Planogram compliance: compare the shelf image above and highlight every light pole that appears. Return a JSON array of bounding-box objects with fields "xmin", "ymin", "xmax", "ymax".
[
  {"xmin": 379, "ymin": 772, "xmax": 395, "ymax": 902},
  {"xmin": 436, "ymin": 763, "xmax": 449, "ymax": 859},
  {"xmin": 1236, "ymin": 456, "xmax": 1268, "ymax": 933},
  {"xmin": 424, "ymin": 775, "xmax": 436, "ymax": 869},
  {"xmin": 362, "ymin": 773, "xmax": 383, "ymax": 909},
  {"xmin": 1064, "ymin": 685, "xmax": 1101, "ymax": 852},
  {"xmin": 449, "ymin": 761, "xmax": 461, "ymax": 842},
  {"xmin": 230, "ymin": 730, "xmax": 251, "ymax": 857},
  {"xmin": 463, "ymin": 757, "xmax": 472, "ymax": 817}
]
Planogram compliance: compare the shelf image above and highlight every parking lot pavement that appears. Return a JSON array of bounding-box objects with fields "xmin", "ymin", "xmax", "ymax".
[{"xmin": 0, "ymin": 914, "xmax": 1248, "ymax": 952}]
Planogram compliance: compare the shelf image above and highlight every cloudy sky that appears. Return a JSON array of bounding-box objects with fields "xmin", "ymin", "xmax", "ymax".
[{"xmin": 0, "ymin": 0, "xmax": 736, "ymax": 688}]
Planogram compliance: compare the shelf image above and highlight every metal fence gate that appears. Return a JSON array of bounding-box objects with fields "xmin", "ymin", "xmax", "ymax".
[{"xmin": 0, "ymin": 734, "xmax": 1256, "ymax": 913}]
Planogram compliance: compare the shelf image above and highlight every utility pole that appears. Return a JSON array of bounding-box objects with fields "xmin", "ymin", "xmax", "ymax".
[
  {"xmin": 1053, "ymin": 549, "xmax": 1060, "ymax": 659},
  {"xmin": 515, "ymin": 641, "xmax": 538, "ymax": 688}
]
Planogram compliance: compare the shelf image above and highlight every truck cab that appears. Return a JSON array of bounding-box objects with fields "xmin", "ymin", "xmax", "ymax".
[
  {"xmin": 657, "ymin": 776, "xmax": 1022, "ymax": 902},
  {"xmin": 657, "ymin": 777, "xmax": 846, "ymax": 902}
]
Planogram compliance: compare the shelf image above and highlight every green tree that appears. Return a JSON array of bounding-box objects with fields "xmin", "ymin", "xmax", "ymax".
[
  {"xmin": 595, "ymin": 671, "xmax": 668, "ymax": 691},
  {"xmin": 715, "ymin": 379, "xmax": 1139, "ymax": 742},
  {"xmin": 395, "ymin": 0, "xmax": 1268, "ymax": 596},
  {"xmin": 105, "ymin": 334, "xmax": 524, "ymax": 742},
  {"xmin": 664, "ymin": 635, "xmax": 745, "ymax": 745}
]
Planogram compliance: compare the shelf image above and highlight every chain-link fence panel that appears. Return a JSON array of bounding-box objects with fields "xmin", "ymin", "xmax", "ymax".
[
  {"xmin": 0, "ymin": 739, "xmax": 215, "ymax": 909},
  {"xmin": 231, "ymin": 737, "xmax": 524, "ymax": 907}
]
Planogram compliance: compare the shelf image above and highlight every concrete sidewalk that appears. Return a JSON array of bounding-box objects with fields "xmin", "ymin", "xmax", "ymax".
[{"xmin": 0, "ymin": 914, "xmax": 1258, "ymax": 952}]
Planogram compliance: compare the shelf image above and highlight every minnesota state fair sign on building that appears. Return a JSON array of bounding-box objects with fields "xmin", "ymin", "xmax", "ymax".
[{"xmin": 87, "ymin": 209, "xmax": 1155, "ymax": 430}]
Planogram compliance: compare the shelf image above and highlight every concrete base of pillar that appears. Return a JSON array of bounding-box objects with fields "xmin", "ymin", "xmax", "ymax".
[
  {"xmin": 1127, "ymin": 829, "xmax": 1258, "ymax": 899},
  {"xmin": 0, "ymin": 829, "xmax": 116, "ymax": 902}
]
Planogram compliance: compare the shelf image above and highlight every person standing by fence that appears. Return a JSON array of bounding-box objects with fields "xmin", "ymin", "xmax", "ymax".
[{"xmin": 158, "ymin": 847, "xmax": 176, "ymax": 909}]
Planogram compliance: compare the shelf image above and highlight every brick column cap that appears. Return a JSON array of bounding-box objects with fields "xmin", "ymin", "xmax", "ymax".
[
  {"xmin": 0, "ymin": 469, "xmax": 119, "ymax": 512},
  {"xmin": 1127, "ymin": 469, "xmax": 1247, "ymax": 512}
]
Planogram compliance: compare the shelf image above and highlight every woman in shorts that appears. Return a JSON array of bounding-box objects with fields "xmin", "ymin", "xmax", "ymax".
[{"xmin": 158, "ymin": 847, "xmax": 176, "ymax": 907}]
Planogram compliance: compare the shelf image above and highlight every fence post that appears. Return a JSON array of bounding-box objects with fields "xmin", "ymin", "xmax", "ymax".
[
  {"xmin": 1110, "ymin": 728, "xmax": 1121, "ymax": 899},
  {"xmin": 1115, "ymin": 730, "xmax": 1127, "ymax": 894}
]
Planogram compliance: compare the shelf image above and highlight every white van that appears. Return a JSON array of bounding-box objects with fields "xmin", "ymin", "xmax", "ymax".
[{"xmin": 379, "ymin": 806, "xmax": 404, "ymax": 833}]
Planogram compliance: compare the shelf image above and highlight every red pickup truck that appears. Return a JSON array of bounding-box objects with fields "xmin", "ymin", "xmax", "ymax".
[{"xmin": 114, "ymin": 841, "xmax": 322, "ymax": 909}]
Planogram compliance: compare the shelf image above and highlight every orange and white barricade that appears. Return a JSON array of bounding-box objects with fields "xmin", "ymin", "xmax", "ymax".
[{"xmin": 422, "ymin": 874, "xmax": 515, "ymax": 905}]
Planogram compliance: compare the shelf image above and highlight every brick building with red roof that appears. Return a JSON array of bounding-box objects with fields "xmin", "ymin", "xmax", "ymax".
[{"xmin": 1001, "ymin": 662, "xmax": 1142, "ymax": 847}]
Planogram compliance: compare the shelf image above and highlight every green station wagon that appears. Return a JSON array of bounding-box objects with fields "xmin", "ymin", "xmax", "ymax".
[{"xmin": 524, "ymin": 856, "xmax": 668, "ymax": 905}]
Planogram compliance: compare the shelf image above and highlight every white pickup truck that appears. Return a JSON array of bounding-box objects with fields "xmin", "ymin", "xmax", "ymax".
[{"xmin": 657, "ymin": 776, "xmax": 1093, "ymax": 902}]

**Exercise directions:**
Count the lines in the items above that contain the string "pole", where case counts, and reply with only that number.

**Answer to the problem:**
2